# [WHAT TO WORK ON]
Render the records as a numbered list with blank lines omitted, starting at the first line and ending at the line containing "[(372, 209)]", both included.

** start of SOURCE MATERIAL **

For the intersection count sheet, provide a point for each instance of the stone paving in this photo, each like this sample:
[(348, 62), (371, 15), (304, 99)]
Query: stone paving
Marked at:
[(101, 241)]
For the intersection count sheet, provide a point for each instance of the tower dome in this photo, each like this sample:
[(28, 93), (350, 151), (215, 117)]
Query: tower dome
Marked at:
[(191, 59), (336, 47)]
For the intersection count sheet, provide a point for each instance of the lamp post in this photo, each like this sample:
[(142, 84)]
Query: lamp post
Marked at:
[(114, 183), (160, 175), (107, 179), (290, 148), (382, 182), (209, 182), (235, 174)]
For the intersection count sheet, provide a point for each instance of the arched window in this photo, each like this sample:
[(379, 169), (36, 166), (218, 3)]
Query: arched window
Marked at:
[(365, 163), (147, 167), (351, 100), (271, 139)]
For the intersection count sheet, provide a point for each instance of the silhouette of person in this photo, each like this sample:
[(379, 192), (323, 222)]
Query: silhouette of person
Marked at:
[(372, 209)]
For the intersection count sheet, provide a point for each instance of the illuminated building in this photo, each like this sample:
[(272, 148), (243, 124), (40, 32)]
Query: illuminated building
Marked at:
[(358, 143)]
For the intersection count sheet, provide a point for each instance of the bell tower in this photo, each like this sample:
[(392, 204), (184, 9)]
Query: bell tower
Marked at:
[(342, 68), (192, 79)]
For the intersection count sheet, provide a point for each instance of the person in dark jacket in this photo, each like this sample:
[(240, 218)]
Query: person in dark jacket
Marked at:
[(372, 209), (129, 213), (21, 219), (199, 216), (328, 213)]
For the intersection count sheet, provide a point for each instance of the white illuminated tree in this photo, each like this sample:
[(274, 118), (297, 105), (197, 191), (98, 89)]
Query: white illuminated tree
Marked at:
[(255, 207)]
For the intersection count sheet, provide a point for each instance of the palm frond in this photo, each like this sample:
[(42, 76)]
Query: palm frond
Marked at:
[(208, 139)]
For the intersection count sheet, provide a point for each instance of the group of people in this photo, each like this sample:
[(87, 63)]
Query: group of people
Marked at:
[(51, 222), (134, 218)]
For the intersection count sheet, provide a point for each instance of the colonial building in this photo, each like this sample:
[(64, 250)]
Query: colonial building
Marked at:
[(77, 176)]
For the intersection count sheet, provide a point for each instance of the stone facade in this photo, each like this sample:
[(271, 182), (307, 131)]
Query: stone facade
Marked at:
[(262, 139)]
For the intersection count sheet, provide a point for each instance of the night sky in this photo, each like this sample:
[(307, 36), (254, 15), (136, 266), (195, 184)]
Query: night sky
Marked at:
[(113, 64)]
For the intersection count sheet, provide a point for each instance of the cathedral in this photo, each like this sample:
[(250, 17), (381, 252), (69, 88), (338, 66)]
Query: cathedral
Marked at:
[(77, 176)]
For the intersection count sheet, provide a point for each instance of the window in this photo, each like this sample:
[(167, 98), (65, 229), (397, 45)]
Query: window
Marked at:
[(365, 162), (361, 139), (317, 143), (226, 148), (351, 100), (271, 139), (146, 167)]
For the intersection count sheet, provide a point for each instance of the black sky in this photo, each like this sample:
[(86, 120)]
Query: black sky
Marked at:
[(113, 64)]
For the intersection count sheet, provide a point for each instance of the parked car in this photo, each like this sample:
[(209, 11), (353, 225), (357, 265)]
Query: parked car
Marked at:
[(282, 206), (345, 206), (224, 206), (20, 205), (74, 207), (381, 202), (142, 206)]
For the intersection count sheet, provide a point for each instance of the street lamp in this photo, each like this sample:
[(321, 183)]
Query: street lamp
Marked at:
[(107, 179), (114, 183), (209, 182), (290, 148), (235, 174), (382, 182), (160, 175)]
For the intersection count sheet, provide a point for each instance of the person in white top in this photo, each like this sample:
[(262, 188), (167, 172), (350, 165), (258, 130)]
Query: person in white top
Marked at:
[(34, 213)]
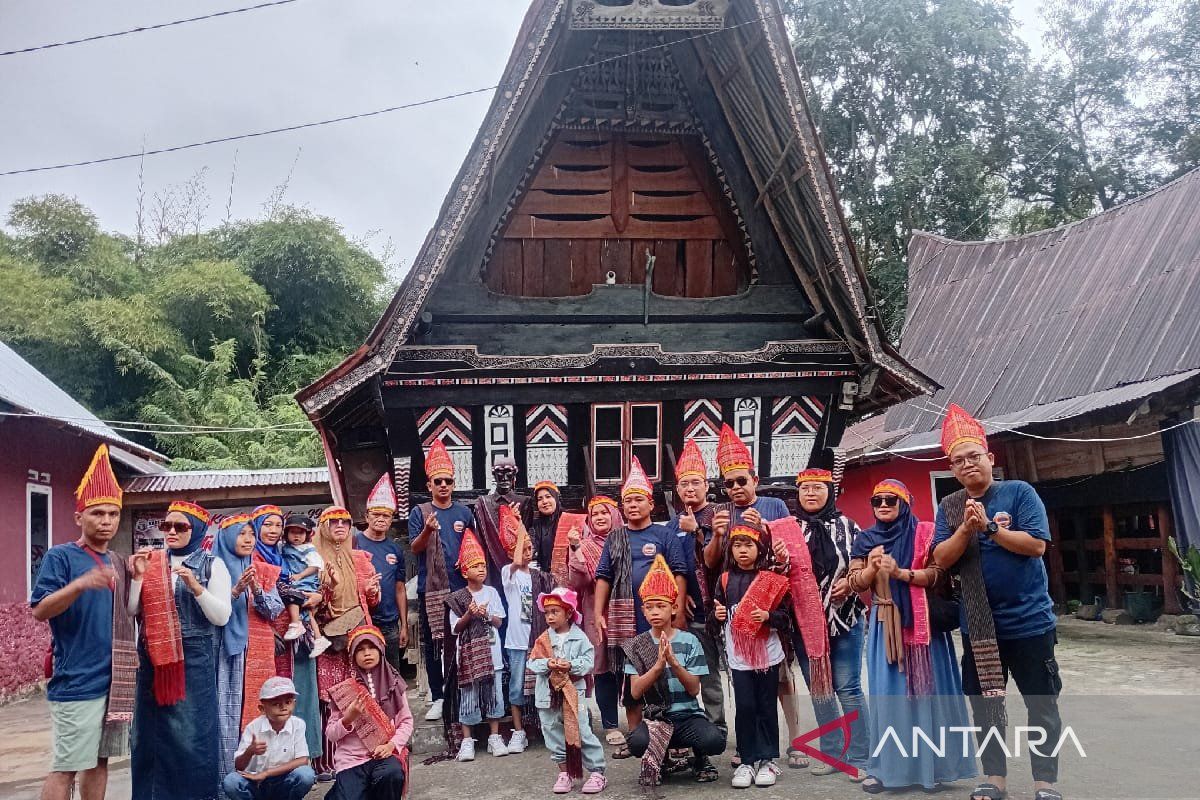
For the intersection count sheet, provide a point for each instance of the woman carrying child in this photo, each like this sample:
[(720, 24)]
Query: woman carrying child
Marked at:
[(370, 723), (561, 659)]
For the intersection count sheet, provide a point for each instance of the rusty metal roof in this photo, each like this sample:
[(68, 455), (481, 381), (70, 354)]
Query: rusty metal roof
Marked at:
[(36, 396), (227, 479), (1029, 323)]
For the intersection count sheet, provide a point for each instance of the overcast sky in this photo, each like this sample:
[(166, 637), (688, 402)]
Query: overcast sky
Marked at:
[(291, 64)]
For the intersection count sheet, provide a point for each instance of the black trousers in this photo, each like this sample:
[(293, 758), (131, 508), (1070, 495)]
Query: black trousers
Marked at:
[(432, 655), (379, 779), (695, 733), (755, 717), (1033, 667)]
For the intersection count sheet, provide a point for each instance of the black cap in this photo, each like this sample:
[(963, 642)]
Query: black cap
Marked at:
[(299, 521)]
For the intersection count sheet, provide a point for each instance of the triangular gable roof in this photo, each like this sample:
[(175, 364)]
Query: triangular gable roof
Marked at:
[(775, 133), (1099, 311), (27, 389)]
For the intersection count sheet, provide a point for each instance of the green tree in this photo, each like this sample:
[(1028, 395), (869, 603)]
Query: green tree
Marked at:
[(912, 100)]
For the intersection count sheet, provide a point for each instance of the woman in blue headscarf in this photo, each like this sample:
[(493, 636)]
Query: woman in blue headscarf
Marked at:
[(183, 600), (912, 674), (235, 541)]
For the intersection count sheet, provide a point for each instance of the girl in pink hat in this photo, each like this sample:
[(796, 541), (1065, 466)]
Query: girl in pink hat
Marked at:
[(561, 659)]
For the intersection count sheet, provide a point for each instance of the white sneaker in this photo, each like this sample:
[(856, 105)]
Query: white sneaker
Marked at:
[(743, 776), (767, 774), (496, 745), (319, 645)]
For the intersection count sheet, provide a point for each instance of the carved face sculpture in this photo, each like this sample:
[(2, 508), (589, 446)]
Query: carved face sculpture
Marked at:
[(504, 473)]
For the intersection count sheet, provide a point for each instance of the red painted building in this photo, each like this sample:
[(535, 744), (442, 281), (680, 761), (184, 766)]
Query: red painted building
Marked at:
[(48, 440)]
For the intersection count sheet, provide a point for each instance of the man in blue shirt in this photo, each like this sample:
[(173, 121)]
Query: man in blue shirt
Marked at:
[(439, 522), (1007, 523), (391, 614), (77, 590)]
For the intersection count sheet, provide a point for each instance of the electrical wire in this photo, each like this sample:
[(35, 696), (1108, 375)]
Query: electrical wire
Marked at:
[(142, 29), (347, 118)]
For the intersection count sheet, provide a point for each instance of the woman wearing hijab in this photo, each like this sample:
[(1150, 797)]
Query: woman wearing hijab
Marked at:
[(831, 535), (246, 643), (543, 523), (370, 723), (912, 671), (604, 516), (183, 597), (293, 661)]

** end of SOURCE MATERIAL **

# [RESPONSE BELOW]
1. For the intersection count sheet, provide a point for each instance of the stone paving in this photo, each like this sample:
2. [(348, 62), (371, 15), (304, 99)]
3. Query: stone paving
4. Marked at:
5. [(101, 241)]
6. For the intersection count sheet, provide a point for each instance of the tower dome in this photo, each like this sample:
7. [(28, 93), (350, 151), (215, 117)]
8. Query: tower dome
9. Marked at:
10. [(191, 59), (336, 47)]
11. For the intersection count sheet, provide a point for each instance of the lamp post in this photo, each like this sample:
12. [(142, 84)]
13. Query: lamp post
14. Marked at:
15. [(114, 183), (160, 175), (107, 179), (290, 148), (382, 182), (209, 182), (235, 174)]
16. For the intersection count sheet, provide a point for each instance of the arched window in this photo, each like this sample:
17. [(379, 169), (36, 166), (218, 3)]
18. Query: arched window
19. Marked at:
20. [(365, 163), (147, 167), (351, 100), (271, 139)]
21. For the intersection count sheet, provide a point for each instance of the silhouette of person in this photo, each like this sample:
22. [(379, 192), (323, 222)]
23. Query: silhouette of person
24. Marked at:
25. [(372, 209)]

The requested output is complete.